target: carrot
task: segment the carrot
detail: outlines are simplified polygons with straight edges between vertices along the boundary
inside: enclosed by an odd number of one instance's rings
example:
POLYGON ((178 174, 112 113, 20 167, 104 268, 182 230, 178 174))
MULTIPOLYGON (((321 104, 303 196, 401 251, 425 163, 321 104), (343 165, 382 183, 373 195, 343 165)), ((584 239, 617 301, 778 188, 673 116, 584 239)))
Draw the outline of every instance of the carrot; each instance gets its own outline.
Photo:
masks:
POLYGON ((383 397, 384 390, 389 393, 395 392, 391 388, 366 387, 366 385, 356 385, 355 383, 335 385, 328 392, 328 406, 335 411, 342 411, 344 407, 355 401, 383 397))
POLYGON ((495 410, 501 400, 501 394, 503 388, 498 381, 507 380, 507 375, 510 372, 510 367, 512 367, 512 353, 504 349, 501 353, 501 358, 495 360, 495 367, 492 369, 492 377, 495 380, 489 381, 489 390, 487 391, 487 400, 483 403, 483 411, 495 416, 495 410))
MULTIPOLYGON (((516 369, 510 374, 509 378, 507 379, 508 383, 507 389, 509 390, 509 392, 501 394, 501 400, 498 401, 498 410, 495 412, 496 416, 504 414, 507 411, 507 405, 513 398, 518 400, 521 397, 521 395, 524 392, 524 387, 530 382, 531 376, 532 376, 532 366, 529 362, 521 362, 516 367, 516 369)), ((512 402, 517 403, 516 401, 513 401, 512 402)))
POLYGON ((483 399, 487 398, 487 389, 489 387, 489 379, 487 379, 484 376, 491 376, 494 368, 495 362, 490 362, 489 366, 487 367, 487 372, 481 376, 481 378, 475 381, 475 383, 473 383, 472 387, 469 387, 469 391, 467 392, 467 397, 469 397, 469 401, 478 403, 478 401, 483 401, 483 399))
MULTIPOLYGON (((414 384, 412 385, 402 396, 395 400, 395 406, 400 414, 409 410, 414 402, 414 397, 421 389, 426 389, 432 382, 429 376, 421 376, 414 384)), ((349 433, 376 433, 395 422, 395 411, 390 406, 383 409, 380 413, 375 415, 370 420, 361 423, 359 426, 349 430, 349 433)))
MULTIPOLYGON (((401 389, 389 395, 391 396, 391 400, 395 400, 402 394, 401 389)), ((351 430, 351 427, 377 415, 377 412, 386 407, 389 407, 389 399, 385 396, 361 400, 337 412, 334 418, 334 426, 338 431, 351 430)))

# The problem:
Please state how many lines of the records contain the string "instance". Reply with the number only.

# Correct response:
2